**Work instructions**
Word for word, repeat all of the entries.

==*==

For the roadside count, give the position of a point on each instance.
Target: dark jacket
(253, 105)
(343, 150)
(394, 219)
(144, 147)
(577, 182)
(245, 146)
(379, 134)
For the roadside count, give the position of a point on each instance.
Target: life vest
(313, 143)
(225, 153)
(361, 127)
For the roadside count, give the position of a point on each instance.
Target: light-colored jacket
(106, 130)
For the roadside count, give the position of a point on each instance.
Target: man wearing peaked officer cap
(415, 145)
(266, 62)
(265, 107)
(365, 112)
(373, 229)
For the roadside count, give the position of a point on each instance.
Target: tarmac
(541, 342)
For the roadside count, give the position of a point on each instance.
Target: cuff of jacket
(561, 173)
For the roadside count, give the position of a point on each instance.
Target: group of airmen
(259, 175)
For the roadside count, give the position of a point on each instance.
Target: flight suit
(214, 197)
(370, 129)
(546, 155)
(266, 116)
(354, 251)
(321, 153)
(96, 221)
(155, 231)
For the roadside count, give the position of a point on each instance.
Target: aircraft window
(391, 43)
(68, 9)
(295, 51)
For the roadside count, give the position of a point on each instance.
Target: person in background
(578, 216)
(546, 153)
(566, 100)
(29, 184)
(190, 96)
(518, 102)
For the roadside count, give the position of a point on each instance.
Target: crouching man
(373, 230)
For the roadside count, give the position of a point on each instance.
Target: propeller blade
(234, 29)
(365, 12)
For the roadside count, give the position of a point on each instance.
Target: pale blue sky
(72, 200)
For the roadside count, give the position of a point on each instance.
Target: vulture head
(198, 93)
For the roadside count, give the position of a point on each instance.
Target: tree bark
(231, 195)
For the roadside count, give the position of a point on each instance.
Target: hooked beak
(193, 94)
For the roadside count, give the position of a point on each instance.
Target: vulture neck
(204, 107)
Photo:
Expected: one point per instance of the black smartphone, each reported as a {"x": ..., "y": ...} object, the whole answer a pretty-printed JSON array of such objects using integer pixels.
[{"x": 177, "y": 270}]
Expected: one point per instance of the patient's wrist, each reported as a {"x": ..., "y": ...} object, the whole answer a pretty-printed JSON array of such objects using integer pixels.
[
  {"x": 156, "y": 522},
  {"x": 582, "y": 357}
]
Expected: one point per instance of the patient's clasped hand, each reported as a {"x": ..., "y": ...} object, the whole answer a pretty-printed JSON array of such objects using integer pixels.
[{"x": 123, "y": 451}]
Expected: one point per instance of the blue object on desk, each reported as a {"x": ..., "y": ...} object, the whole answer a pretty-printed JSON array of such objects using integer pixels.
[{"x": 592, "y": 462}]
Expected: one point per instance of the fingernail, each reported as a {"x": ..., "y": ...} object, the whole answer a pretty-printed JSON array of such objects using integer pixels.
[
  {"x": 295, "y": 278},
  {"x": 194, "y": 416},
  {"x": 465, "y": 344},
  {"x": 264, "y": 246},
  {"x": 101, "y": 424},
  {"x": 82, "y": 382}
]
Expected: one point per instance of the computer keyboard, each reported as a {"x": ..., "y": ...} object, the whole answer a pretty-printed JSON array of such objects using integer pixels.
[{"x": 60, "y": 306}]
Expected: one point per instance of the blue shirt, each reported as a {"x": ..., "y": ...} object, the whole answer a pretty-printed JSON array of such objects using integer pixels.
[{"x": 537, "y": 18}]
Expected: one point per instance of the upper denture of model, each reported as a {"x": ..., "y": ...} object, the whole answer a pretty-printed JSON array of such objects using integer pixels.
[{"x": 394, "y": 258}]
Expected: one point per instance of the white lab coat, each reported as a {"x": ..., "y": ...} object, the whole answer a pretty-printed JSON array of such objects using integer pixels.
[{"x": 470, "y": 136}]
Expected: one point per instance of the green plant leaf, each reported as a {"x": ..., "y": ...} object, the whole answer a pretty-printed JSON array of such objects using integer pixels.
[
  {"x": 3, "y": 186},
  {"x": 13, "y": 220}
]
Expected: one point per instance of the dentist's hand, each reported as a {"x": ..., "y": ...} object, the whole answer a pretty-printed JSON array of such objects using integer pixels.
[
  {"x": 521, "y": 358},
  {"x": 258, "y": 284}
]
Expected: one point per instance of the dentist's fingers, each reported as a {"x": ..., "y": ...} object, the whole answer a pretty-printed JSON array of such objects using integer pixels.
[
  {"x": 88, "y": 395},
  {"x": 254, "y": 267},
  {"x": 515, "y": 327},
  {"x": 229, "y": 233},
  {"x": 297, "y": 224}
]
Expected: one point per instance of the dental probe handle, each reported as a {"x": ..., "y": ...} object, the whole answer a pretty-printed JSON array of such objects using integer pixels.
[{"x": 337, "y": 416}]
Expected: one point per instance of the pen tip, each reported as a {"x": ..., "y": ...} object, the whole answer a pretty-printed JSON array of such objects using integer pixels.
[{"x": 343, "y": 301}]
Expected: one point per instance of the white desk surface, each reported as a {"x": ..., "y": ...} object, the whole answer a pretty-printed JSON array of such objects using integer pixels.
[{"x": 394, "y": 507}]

==*==

**Worked solution**
For the roadside count, give the position of a point on each instance.
Target: dark jacket
(253, 105)
(343, 150)
(394, 219)
(144, 147)
(577, 182)
(245, 146)
(379, 134)
For the roadside count, give the position of a point on each instance.
Target: life vest
(313, 143)
(225, 153)
(361, 127)
For the roadside count, give the position of a point on each instance.
Target: light-colored jacket
(106, 130)
For the roadside count, give the position of a point on each instance.
Target: man wearing peaked officer cap
(415, 145)
(266, 62)
(265, 107)
(365, 112)
(373, 229)
For the roadside count, give the position of a point on each instance.
Target: tarmac
(541, 342)
For the roadside count, give the position of a point on each instance.
Target: cuff of jacket
(561, 173)
For the roadside count, give the position of a point on each instance.
Target: group of airmen
(259, 175)
For the roadside count, give the position of a point on each instance.
Target: flight suit
(214, 197)
(370, 129)
(546, 155)
(266, 116)
(354, 251)
(321, 153)
(96, 221)
(155, 231)
For the roadside count, give the position of a point on each instance.
Target: aircraft window
(391, 43)
(68, 9)
(295, 51)
For the roadside count, give the position of a point on each instance.
Target: person in background
(578, 216)
(546, 153)
(566, 100)
(29, 184)
(190, 96)
(518, 102)
For the roadside count, give the position of a point on each instance.
Target: crouching man
(373, 230)
For the roadside count, give the position of a point on each instance.
Target: propeller blade
(234, 29)
(365, 12)
For the roadside count, give the position of a point on each instance.
Target: pale blue sky
(72, 200)
For the roadside count, give the position of a point on each instance.
Target: vulture head
(198, 93)
For the roadside count, give the position of a point on each instance.
Target: tree bark
(231, 195)
For the roadside count, give the position of a point on each instance.
Target: hooked beak
(193, 94)
For the roadside count, give the position of a point on each instance.
Target: vulture neck
(204, 107)
Photo:
Expected: one point per instance of the black smartphone, each reported as a {"x": ..., "y": ...} object, the whole answer a pretty-printed JSON array of such objects using integer pixels.
[{"x": 177, "y": 270}]
Expected: one point per instance of the patient's wrist, each reported as a {"x": ..., "y": ...} object, the whole answer a pretty-printed JSON array of such objects using integer pixels.
[
  {"x": 156, "y": 522},
  {"x": 582, "y": 357}
]
Expected: one point per instance of the patient's clasped hand, each reported as a {"x": ..., "y": ...} object, the whole answer a pretty-printed JSON array of such objects using integer pixels.
[{"x": 123, "y": 451}]
Expected: one point per instance of the blue object on desk, each reported as a {"x": ..., "y": ...} object, the whole answer a pretty-printed JSON array of such objects using integer pixels.
[{"x": 592, "y": 462}]
Expected: one point per instance of the fingernail, each reported as a {"x": ..., "y": ...} object, the whole answer a pretty-printed JSON array of such objects using integer pixels.
[
  {"x": 295, "y": 278},
  {"x": 194, "y": 416},
  {"x": 465, "y": 344},
  {"x": 264, "y": 246},
  {"x": 101, "y": 424},
  {"x": 82, "y": 382}
]
Expected: one point per instance of the computer keyboard, each reported as a {"x": ..., "y": ...} object, the whole answer a pretty-printed JSON array of such objects using integer pixels.
[{"x": 60, "y": 306}]
Expected: one point per instance of the blue shirt, each reported as a {"x": ..., "y": ...} object, the whole answer a pretty-printed JSON array of such objects using integer pixels.
[{"x": 537, "y": 18}]
Expected: one point per instance of the upper denture of model, each reported as a {"x": ..., "y": ...} object, the whole answer a pretty-printed JSON array of such objects using integer pixels.
[{"x": 394, "y": 258}]
Expected: one point per instance of the white lab coat, each reported as a {"x": ..., "y": ...} object, the whole answer a pretty-printed JSON array of such objects using integer pixels.
[{"x": 470, "y": 136}]
Expected: one point per instance of the green plant leaf, each reported as a {"x": ..., "y": ...} object, the whole answer a pretty-printed JSON array of such objects using integer pixels.
[
  {"x": 3, "y": 186},
  {"x": 13, "y": 220}
]
Expected: one point per instance of the dentist's hand, each reported as a {"x": ..., "y": ...} object, the whole answer a pretty-printed JSON array of such objects using integer pixels.
[
  {"x": 521, "y": 358},
  {"x": 258, "y": 284}
]
Expected: one point per instance of the dentist's fingers, each reported as a {"x": ..., "y": ...} object, the whole answer a pretty-printed JSON array of such objects using integer pixels.
[
  {"x": 88, "y": 395},
  {"x": 254, "y": 267},
  {"x": 515, "y": 327},
  {"x": 229, "y": 233},
  {"x": 297, "y": 224}
]
Expected: one point per instance of the dental probe handle, each reported as a {"x": ..., "y": ...} object, the whole answer a pretty-printed JSON array of such objects using integer pixels.
[{"x": 337, "y": 416}]
Expected: one point per instance of the pen tip, each reported as a {"x": ..., "y": ...} object, the whole answer a pretty-printed JSON array of such objects using integer pixels.
[{"x": 343, "y": 301}]
Expected: one point per instance of the white desk surface, each reported as a {"x": ..., "y": ...} object, the whole answer a pretty-printed JSON array of such objects using integer pixels.
[{"x": 394, "y": 507}]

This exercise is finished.